[Записи набора данных]

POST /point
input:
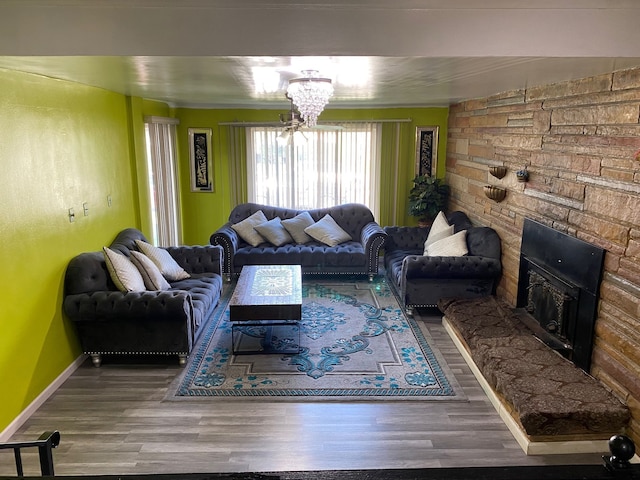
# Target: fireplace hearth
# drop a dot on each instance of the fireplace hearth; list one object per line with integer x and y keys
{"x": 558, "y": 289}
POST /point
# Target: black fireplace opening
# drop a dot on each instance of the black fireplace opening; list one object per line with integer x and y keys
{"x": 558, "y": 289}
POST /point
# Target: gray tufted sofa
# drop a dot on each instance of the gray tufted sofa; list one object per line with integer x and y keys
{"x": 359, "y": 256}
{"x": 166, "y": 322}
{"x": 420, "y": 281}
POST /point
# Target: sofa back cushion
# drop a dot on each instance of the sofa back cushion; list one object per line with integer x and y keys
{"x": 351, "y": 217}
{"x": 86, "y": 273}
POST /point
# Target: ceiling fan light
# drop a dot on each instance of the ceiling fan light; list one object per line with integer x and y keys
{"x": 283, "y": 138}
{"x": 310, "y": 94}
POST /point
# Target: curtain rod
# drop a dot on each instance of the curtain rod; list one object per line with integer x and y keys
{"x": 279, "y": 124}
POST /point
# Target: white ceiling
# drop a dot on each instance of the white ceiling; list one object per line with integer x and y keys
{"x": 218, "y": 53}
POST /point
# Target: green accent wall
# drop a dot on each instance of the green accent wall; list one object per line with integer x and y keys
{"x": 203, "y": 213}
{"x": 62, "y": 145}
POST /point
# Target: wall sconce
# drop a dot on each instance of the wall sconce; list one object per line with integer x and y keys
{"x": 495, "y": 193}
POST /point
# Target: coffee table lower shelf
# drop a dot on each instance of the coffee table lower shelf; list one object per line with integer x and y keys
{"x": 265, "y": 336}
{"x": 265, "y": 310}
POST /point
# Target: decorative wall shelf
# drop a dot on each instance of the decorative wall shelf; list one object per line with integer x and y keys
{"x": 495, "y": 193}
{"x": 498, "y": 172}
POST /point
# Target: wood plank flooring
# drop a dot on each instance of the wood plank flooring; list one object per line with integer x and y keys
{"x": 113, "y": 420}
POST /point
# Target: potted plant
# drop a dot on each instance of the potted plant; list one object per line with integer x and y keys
{"x": 428, "y": 196}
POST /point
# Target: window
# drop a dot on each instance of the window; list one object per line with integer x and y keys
{"x": 317, "y": 169}
{"x": 160, "y": 136}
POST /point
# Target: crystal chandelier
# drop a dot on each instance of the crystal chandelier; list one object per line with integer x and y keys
{"x": 310, "y": 94}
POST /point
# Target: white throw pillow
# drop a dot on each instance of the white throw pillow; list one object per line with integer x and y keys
{"x": 274, "y": 232}
{"x": 452, "y": 246}
{"x": 296, "y": 225}
{"x": 440, "y": 229}
{"x": 151, "y": 274}
{"x": 123, "y": 272}
{"x": 246, "y": 229}
{"x": 327, "y": 231}
{"x": 164, "y": 261}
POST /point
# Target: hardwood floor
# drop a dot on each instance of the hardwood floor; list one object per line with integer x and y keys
{"x": 113, "y": 420}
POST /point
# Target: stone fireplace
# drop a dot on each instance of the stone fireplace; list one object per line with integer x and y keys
{"x": 558, "y": 290}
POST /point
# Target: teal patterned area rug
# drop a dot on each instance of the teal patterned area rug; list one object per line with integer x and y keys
{"x": 356, "y": 344}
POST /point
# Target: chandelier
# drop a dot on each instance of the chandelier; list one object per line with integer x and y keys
{"x": 310, "y": 94}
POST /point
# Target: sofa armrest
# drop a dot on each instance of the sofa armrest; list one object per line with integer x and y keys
{"x": 227, "y": 238}
{"x": 373, "y": 238}
{"x": 198, "y": 258}
{"x": 104, "y": 306}
{"x": 405, "y": 238}
{"x": 419, "y": 266}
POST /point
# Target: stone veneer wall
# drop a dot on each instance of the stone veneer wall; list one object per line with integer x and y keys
{"x": 578, "y": 141}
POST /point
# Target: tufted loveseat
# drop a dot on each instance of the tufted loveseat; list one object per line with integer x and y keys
{"x": 158, "y": 322}
{"x": 420, "y": 281}
{"x": 357, "y": 256}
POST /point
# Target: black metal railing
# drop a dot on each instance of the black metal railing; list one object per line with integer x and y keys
{"x": 44, "y": 444}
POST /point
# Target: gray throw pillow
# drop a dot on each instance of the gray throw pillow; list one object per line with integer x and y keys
{"x": 327, "y": 231}
{"x": 296, "y": 225}
{"x": 274, "y": 232}
{"x": 246, "y": 230}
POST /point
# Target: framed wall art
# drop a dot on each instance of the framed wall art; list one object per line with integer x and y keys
{"x": 200, "y": 162}
{"x": 427, "y": 151}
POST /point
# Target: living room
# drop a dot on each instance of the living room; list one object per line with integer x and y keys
{"x": 67, "y": 144}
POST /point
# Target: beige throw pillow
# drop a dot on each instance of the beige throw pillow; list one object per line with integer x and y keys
{"x": 246, "y": 230}
{"x": 274, "y": 232}
{"x": 164, "y": 261}
{"x": 123, "y": 272}
{"x": 452, "y": 246}
{"x": 440, "y": 229}
{"x": 151, "y": 274}
{"x": 327, "y": 231}
{"x": 296, "y": 225}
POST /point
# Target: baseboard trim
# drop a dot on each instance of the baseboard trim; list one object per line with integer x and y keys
{"x": 528, "y": 446}
{"x": 13, "y": 427}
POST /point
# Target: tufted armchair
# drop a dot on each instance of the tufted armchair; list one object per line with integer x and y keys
{"x": 358, "y": 256}
{"x": 420, "y": 281}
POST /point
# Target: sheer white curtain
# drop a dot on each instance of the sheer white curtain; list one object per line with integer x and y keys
{"x": 161, "y": 153}
{"x": 327, "y": 168}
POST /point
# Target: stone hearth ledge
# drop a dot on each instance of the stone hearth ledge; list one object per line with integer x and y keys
{"x": 494, "y": 321}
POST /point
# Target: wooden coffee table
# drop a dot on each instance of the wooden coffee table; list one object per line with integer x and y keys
{"x": 265, "y": 310}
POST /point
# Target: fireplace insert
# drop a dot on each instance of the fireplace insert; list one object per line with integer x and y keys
{"x": 558, "y": 289}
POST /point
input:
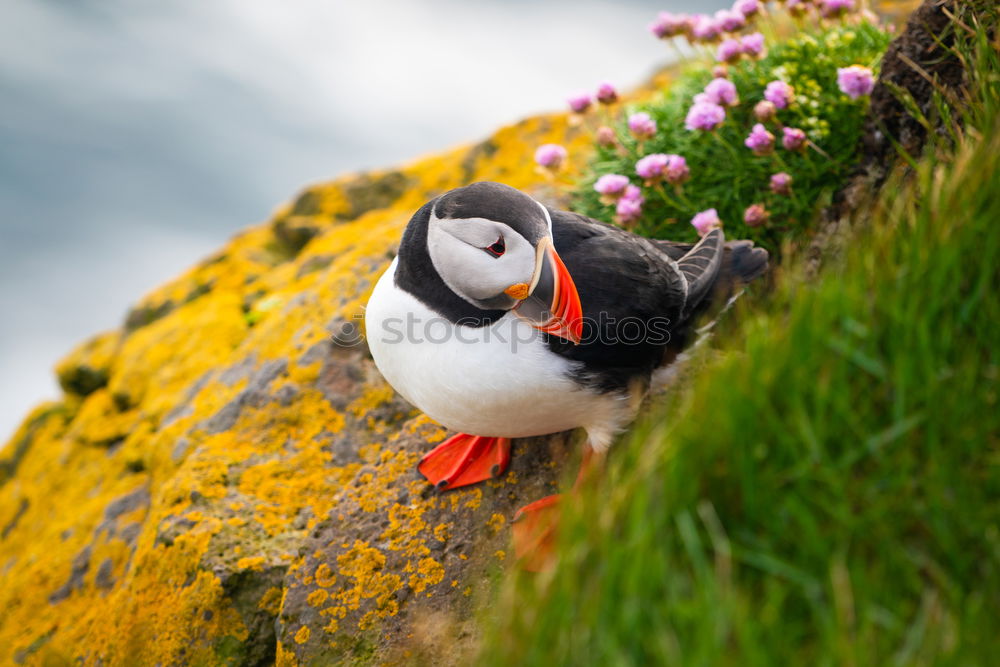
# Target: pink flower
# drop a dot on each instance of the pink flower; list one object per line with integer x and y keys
{"x": 670, "y": 25}
{"x": 651, "y": 167}
{"x": 779, "y": 93}
{"x": 641, "y": 125}
{"x": 760, "y": 141}
{"x": 550, "y": 156}
{"x": 729, "y": 51}
{"x": 611, "y": 185}
{"x": 797, "y": 7}
{"x": 747, "y": 7}
{"x": 580, "y": 102}
{"x": 706, "y": 221}
{"x": 704, "y": 116}
{"x": 781, "y": 183}
{"x": 756, "y": 215}
{"x": 832, "y": 8}
{"x": 722, "y": 92}
{"x": 629, "y": 207}
{"x": 765, "y": 111}
{"x": 634, "y": 193}
{"x": 752, "y": 44}
{"x": 606, "y": 137}
{"x": 606, "y": 94}
{"x": 677, "y": 170}
{"x": 704, "y": 28}
{"x": 855, "y": 81}
{"x": 794, "y": 139}
{"x": 729, "y": 20}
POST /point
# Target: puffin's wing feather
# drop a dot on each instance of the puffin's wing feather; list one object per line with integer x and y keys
{"x": 627, "y": 287}
{"x": 700, "y": 267}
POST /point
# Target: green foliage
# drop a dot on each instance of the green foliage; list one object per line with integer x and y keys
{"x": 725, "y": 174}
{"x": 825, "y": 492}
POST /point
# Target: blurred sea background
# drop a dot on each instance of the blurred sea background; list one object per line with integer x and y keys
{"x": 136, "y": 138}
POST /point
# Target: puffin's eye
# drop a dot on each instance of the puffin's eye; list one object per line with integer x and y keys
{"x": 497, "y": 248}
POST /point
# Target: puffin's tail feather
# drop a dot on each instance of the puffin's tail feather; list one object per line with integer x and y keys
{"x": 701, "y": 267}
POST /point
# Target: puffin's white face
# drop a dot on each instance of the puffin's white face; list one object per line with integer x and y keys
{"x": 485, "y": 262}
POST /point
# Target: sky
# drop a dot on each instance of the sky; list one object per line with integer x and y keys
{"x": 135, "y": 138}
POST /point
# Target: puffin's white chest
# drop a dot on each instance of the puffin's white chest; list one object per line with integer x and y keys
{"x": 498, "y": 380}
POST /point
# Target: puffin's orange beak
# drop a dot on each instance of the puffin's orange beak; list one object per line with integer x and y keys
{"x": 552, "y": 304}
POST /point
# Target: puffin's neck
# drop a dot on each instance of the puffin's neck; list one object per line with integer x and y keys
{"x": 415, "y": 273}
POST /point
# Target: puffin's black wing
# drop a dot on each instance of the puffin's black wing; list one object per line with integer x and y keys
{"x": 635, "y": 299}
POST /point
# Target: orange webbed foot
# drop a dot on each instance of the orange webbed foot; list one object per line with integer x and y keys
{"x": 465, "y": 459}
{"x": 534, "y": 529}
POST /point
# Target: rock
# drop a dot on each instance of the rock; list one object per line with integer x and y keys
{"x": 224, "y": 474}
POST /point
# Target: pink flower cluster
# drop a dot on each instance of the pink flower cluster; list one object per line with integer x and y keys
{"x": 662, "y": 167}
{"x": 550, "y": 156}
{"x": 760, "y": 141}
{"x": 611, "y": 186}
{"x": 779, "y": 93}
{"x": 719, "y": 91}
{"x": 629, "y": 206}
{"x": 706, "y": 221}
{"x": 704, "y": 116}
{"x": 581, "y": 101}
{"x": 855, "y": 81}
{"x": 706, "y": 28}
{"x": 642, "y": 126}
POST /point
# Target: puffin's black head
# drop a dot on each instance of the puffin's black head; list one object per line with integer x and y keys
{"x": 492, "y": 246}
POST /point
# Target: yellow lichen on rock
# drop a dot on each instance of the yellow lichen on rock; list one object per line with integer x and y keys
{"x": 156, "y": 513}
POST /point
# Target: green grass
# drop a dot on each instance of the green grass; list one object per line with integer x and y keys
{"x": 726, "y": 175}
{"x": 826, "y": 489}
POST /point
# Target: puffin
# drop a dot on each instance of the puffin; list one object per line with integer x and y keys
{"x": 503, "y": 318}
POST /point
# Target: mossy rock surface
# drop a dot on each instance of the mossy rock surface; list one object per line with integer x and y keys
{"x": 228, "y": 479}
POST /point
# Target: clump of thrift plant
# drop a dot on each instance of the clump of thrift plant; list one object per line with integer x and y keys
{"x": 726, "y": 141}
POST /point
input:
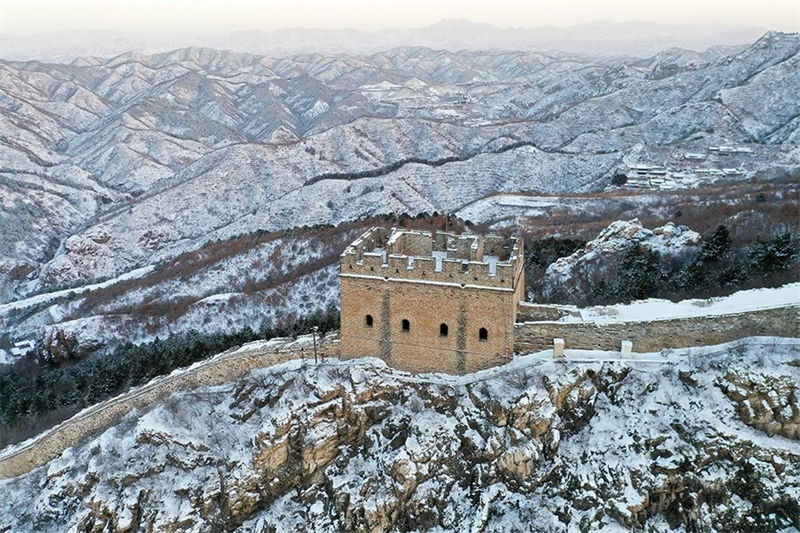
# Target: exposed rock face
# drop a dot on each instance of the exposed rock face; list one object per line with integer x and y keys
{"x": 575, "y": 275}
{"x": 356, "y": 446}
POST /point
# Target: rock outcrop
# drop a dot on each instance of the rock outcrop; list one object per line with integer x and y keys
{"x": 356, "y": 446}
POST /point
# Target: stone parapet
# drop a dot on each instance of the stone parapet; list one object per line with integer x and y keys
{"x": 223, "y": 368}
{"x": 655, "y": 335}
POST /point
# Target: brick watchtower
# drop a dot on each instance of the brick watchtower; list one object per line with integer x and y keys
{"x": 430, "y": 302}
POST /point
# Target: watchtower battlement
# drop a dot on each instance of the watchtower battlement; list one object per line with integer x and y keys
{"x": 431, "y": 301}
{"x": 440, "y": 257}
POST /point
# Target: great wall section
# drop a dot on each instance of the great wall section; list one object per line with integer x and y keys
{"x": 531, "y": 336}
{"x": 222, "y": 368}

Задание к выполнению:
Подсчитайте, сколько строк в приведенных выше записях содержат слово «curtain». В ответе укажите только число.

Правильный результат:
4